**Required task:** Reproduce the line that contains "Reviewer note: confirm that each instance of the lab" and every line after it through the end of the records, exactly, with nothing added.

**Task input:**
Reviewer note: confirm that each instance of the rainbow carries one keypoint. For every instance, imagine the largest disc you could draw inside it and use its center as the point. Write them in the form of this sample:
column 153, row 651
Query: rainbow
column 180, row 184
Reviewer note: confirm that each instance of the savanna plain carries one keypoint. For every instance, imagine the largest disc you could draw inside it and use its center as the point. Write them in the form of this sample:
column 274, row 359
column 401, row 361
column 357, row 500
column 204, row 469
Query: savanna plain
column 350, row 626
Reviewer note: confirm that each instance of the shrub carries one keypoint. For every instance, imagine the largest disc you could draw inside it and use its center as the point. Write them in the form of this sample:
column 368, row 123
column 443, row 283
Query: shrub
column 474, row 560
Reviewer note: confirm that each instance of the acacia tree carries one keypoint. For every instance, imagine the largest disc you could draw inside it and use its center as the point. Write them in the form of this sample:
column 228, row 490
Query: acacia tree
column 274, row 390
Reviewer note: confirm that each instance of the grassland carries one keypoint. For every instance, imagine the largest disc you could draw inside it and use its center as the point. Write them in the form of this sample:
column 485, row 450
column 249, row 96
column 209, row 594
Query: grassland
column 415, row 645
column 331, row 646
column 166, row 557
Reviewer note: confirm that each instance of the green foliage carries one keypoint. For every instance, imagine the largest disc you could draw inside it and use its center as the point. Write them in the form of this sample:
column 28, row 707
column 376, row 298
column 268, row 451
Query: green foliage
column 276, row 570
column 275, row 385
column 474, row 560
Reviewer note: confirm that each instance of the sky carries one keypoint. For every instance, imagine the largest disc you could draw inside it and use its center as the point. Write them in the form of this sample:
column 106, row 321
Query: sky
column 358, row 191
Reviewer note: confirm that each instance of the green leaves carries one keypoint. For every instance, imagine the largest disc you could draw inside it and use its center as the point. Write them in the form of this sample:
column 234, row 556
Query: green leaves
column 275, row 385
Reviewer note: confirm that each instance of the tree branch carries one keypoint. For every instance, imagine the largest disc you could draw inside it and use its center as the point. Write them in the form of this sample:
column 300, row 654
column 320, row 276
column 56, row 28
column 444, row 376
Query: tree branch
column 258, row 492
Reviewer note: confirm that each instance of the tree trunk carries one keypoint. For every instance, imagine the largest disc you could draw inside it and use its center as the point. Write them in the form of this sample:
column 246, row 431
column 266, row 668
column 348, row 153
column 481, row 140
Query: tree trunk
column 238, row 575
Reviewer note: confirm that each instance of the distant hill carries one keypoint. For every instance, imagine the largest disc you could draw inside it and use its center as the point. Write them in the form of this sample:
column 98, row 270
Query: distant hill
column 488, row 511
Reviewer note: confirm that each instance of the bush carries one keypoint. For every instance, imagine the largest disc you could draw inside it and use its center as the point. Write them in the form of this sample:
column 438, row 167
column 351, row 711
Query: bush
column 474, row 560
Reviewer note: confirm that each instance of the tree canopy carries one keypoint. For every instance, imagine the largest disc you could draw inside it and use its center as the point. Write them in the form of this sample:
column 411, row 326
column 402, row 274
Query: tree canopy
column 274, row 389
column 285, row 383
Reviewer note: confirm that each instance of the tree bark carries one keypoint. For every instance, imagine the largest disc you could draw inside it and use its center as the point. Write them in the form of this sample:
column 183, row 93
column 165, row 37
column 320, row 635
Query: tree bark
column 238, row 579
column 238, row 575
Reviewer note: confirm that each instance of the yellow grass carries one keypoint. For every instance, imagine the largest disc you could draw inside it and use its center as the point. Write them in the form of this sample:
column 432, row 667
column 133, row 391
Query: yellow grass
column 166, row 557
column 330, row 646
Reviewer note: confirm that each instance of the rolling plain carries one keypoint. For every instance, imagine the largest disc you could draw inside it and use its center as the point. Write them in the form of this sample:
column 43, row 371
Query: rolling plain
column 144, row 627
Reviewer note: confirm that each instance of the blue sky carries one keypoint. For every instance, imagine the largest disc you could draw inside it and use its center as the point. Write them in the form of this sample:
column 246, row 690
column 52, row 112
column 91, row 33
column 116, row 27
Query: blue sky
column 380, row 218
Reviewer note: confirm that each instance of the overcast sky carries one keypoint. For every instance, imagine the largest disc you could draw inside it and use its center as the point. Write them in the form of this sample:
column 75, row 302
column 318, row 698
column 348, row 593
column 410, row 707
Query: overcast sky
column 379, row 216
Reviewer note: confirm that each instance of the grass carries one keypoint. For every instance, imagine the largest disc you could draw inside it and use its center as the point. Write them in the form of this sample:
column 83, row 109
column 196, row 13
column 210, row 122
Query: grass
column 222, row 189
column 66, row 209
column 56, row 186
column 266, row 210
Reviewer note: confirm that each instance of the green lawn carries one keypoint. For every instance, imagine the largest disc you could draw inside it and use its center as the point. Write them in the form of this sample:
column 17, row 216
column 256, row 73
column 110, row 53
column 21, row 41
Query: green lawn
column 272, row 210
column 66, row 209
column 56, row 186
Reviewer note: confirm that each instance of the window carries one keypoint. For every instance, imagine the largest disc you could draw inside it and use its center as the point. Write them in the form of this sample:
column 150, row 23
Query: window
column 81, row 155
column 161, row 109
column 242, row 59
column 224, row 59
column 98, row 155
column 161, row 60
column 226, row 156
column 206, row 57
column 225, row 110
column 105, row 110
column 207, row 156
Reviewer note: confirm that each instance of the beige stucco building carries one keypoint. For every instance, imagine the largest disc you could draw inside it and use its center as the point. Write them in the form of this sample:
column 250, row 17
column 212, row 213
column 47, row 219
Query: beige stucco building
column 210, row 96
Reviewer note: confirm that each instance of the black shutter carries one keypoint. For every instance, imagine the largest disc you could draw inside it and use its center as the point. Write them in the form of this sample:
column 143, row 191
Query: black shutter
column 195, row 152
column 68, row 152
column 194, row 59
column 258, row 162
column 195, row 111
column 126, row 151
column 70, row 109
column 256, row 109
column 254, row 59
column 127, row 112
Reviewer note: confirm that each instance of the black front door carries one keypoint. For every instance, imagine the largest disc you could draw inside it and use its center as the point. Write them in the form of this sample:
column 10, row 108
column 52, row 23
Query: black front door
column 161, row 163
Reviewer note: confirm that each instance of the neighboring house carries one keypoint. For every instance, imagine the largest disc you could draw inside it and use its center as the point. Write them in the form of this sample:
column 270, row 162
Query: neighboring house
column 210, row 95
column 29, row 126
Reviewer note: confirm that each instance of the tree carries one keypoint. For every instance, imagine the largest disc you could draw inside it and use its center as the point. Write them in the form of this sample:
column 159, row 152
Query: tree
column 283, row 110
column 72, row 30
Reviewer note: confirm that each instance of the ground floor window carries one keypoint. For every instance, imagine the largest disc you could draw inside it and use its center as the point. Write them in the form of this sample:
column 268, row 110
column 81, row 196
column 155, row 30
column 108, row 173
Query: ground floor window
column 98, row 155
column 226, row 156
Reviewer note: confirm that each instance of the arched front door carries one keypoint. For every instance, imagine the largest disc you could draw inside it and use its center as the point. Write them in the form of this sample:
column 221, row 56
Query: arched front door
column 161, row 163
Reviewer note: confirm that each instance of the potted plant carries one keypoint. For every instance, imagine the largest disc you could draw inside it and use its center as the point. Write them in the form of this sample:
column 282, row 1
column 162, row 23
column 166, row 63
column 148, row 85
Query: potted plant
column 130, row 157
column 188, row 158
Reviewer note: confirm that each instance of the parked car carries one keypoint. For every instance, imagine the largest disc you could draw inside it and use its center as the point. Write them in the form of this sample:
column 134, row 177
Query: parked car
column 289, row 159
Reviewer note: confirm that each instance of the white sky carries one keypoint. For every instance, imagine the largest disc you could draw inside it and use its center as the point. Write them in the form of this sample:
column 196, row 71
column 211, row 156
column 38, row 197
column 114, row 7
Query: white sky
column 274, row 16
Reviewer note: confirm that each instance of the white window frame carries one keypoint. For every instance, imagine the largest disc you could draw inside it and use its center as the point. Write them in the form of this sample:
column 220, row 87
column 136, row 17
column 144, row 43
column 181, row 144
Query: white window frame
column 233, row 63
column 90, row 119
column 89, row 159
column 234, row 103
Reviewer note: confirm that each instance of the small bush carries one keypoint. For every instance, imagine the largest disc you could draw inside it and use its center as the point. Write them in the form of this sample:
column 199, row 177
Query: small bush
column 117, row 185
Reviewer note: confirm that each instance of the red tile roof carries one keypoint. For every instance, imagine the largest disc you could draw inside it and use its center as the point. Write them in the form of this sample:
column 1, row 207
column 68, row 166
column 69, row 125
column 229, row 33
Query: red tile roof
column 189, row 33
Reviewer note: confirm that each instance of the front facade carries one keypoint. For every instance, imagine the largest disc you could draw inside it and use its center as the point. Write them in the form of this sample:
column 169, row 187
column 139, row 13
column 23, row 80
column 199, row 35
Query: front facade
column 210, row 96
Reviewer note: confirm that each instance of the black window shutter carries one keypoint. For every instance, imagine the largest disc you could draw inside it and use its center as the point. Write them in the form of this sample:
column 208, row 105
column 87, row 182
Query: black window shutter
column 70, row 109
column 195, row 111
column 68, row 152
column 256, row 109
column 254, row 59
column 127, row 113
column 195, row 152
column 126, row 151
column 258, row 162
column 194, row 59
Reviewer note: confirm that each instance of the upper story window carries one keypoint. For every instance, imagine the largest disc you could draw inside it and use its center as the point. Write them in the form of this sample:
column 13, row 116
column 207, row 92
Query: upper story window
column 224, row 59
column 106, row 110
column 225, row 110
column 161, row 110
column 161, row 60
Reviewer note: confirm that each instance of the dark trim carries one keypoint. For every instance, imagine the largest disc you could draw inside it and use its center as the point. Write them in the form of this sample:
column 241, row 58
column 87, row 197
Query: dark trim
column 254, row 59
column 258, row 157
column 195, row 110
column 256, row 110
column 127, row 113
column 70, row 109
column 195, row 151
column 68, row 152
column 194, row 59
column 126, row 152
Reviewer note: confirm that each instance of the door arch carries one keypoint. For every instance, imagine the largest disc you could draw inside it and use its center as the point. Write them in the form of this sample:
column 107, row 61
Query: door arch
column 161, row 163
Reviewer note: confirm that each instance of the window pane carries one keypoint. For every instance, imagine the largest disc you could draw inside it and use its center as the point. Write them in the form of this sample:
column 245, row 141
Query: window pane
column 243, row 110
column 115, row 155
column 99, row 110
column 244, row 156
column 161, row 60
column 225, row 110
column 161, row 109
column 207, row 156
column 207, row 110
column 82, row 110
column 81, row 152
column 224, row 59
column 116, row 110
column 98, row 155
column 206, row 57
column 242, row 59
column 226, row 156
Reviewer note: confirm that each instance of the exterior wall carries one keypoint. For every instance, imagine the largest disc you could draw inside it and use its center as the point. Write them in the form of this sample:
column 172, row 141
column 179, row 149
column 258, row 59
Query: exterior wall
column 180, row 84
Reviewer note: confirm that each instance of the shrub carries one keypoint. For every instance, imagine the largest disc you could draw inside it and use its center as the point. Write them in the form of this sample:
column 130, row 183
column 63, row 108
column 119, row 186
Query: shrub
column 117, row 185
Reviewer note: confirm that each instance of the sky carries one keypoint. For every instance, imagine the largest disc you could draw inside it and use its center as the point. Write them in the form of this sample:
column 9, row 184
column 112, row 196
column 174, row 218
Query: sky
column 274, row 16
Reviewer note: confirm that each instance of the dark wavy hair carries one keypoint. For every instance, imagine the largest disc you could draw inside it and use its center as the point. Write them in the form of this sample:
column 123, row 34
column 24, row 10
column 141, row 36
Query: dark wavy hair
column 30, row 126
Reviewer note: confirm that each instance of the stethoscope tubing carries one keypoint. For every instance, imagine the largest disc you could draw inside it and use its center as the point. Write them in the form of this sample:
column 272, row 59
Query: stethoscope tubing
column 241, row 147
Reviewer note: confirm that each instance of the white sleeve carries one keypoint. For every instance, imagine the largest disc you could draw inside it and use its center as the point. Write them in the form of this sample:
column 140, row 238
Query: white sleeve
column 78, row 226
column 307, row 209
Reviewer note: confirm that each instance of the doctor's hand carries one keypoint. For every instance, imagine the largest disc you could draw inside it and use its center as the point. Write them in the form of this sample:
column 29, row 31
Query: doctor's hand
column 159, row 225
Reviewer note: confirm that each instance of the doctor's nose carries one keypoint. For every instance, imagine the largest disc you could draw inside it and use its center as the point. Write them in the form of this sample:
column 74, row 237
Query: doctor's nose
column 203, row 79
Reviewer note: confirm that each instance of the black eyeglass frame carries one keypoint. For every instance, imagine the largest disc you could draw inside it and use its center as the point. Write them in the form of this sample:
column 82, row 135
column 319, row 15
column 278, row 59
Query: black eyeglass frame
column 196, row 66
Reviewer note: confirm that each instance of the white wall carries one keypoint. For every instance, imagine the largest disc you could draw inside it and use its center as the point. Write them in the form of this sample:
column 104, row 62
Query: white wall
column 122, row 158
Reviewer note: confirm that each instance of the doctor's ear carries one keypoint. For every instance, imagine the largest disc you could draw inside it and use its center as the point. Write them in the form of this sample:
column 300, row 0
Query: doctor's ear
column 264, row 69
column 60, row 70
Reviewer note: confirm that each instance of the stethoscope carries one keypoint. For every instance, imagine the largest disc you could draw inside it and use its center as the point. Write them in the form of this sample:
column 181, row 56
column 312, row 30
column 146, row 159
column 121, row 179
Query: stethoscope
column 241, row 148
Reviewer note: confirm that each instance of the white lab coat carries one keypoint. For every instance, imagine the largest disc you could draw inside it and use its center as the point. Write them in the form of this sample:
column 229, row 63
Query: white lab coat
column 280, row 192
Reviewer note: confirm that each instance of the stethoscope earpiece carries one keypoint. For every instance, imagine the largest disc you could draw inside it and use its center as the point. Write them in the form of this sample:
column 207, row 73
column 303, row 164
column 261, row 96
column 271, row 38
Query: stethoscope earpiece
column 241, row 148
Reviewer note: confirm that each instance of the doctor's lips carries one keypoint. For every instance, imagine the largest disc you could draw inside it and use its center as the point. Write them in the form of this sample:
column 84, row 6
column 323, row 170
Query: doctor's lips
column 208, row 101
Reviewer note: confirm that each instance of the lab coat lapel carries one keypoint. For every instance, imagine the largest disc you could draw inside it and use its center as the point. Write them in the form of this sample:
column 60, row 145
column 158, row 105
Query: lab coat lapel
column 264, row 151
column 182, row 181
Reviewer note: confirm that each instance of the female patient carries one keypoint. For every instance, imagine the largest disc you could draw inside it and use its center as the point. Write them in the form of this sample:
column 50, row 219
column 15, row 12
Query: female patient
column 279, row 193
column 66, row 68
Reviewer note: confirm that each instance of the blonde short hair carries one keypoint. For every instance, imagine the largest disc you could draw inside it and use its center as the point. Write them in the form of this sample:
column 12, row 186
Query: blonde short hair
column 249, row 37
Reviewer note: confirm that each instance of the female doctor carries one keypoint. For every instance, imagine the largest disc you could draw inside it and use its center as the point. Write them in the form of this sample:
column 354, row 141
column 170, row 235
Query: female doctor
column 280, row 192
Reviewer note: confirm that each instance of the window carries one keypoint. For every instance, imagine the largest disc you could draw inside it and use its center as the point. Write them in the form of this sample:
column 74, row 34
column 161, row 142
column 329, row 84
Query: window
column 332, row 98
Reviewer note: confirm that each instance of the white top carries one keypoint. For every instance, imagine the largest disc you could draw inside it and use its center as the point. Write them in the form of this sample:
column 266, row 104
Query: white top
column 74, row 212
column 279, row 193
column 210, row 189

**Response to this task:**
Reviewer note: confirm that each instance of the lab coat lapel carries one keypoint. For every instance, imagine the largest disc you could draw inside it and use its center as the point. Write them in the form of this sample:
column 60, row 145
column 158, row 105
Query: lab coat lapel
column 264, row 151
column 182, row 181
Reviewer note: confirm that each instance of the female patient carries one keypoint. For every instance, imagine the largest disc you could draw inside it and use its center as the point. Write them in the form of this sample:
column 50, row 219
column 15, row 12
Query: female patient
column 279, row 193
column 66, row 68
Reviewer note: confirm that each instance of the blonde short hair carries one keypoint. For every instance, imagine the largest disc you could draw inside it and use its center as the point. Write them in the form of this sample:
column 12, row 186
Query: blonde short hair
column 249, row 37
Reviewer note: confirm that each instance of the female doctor carries one keypoint. For every instance, imagine the largest disc you could draw inside it and use its center as the point. Write them in the form of this sample:
column 354, row 141
column 170, row 235
Query: female doctor
column 280, row 192
Reviewer note: confirm that each instance of the window carries one keypoint. For every instance, imagine the largest disc you could draw inside it and use its center as the point. Write them in the form of this sample:
column 74, row 34
column 161, row 142
column 329, row 84
Query: window
column 332, row 98
Reviewer note: confirm that each instance of the white top carries one keypoint. For every instance, imagine the largest disc you could draw inside it and use its center as the point. Write them in the form of this sample:
column 266, row 104
Query: white top
column 74, row 212
column 279, row 193
column 210, row 189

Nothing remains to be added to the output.